Extracted data:
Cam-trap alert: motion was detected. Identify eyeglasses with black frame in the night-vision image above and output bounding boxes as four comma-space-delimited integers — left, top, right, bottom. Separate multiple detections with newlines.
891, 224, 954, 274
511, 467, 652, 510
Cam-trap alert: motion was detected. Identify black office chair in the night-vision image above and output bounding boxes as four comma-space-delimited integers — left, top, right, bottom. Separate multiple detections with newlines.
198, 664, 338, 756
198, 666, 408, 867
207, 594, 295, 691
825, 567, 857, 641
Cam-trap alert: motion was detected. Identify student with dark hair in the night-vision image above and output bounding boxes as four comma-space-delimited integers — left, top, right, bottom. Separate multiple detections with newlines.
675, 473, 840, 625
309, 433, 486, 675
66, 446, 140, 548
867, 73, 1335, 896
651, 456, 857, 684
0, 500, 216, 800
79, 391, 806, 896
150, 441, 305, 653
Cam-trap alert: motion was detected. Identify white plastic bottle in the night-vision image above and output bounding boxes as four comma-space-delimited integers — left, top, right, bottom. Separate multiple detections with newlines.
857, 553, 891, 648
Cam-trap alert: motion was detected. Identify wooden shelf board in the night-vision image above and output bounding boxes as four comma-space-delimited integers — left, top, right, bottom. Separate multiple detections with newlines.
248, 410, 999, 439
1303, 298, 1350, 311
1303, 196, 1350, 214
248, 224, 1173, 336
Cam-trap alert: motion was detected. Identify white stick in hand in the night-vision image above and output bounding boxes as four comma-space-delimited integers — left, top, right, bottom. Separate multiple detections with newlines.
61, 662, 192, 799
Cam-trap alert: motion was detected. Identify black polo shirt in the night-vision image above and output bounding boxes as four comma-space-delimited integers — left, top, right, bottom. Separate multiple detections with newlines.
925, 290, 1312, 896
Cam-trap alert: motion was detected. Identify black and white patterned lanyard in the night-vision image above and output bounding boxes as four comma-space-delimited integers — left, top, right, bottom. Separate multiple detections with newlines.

Directions:
Format every line of the records above as a JSON list of strings, one string per line, leaving out blank lines.

Complete output:
[
  "Cam-trap alert: motion was detected. Identify eyeglasses with black frame in the night-vision image above and output bounding boxes as four comma-space-delimited integers — left, top, right, bottom. Separate multiple detections with newlines.",
  "891, 224, 954, 274",
  "511, 467, 652, 510",
  "Cam-trap alert: motion was detected. Identify black office chair in the night-vision image above and output bounding boxes as four comma-space-delimited integers — left, top, right, bottom. Separate multiple detections with newlines.",
  "198, 664, 338, 756",
  "198, 666, 408, 867",
  "207, 594, 295, 691",
  "825, 567, 857, 641",
  "Cam-trap alert: motion was detected. Identify student with dark hair in the night-vision image above and output bounding boxes as four comma-space-delimited integers — left, top, right, bottom. Separate multiple detections with newlines.",
  "675, 473, 840, 625",
  "309, 433, 486, 675",
  "66, 446, 140, 548",
  "867, 73, 1335, 896",
  "651, 456, 857, 684",
  "0, 500, 216, 800",
  "79, 391, 806, 896",
  "150, 441, 305, 653",
  "Cam-trap alert: motion was detected. Identify white plastic bottle in the night-vision image above and output bounding boxes as four comma-space-delimited integers — left, top, right, bottom. Separate multiple detections with newlines.",
  "857, 553, 891, 648",
  "Cam-trap alert: motion was detected. Identify wooden shelf board in the night-vision image above and output bounding boxes as four comma-space-delimited integers — left, top, right, bottom. Separate multiple detections with newlines.",
  "248, 410, 999, 439",
  "1303, 298, 1350, 311",
  "1303, 196, 1350, 214",
  "248, 224, 1173, 336",
  "Cam-trap alert: motion was detected. Identify white stick in hand in the night-vision image above and output bounding boxes as four comma-space-delimited integers — left, top, right, bottom. Separate multiple detections with newlines.",
  "61, 662, 192, 799",
  "Cam-trap alert: motion was detected. Identify black polo shirt in the night-vision image above and output bounding boxes as four comma-space-delimited integers — left, top, right, bottom. Separate multiple detections with newlines.",
  "925, 290, 1312, 896",
  "Cam-trap alert: motion was detected. Identify black and white patterned lanyard in the night-vision image above and output bounding boxes as four comma-space-delimited integers — left, top, right, bottom. Separate multiple detections with newlines."
]